Exercise prompt:
Copy the material below line for line, word for word, but leave the picture out.

______

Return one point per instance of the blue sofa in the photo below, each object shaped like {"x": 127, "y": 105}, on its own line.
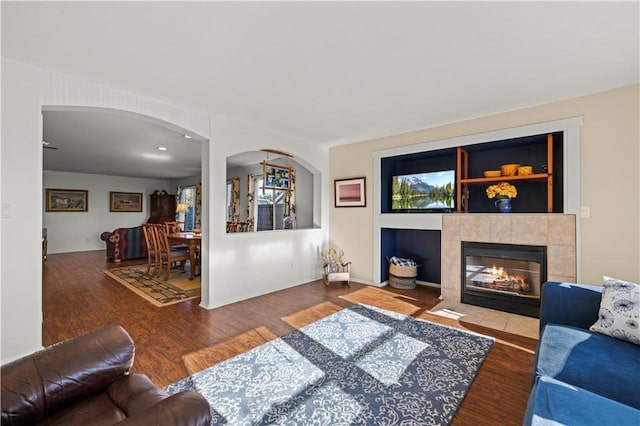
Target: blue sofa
{"x": 581, "y": 377}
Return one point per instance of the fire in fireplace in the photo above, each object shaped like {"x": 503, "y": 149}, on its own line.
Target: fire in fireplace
{"x": 506, "y": 277}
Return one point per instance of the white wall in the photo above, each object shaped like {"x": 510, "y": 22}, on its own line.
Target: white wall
{"x": 304, "y": 190}
{"x": 609, "y": 169}
{"x": 21, "y": 174}
{"x": 80, "y": 231}
{"x": 234, "y": 267}
{"x": 244, "y": 265}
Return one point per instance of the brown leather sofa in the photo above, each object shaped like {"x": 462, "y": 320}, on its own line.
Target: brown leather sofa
{"x": 85, "y": 381}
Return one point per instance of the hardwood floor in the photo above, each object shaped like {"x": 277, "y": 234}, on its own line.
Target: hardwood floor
{"x": 78, "y": 297}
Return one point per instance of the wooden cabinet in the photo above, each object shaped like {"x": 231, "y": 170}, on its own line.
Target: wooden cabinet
{"x": 162, "y": 207}
{"x": 463, "y": 180}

______

Final result:
Return one point per instance of the blue sofa in the photo below, each object shaped like {"x": 127, "y": 105}, on its own line.
Target: blue sofa
{"x": 581, "y": 377}
Return one point per instance of the fire in fireplace in the photo above, each object shaped like {"x": 503, "y": 149}, on its own line.
Target: fire in fireplace
{"x": 506, "y": 277}
Return one point per instance of the white wall in the photo above, each object shaped like {"x": 510, "y": 22}, on its own line.
Target: white wall
{"x": 304, "y": 190}
{"x": 609, "y": 169}
{"x": 21, "y": 174}
{"x": 80, "y": 231}
{"x": 234, "y": 267}
{"x": 244, "y": 265}
Return one point per instance of the brown leather sofa in the photo above, each object shaped like {"x": 462, "y": 320}, on its own line.
Target: brown leather sofa
{"x": 85, "y": 381}
Return one point per instance of the hardwood floor in the photo above, each object shaped like {"x": 277, "y": 234}, on its own line.
Target: hardwood floor
{"x": 78, "y": 297}
Return one point per instance of the wooden cabinet in the photo above, each object shaped like {"x": 231, "y": 170}, on its own line.
Target: wooden cabinet
{"x": 162, "y": 207}
{"x": 463, "y": 180}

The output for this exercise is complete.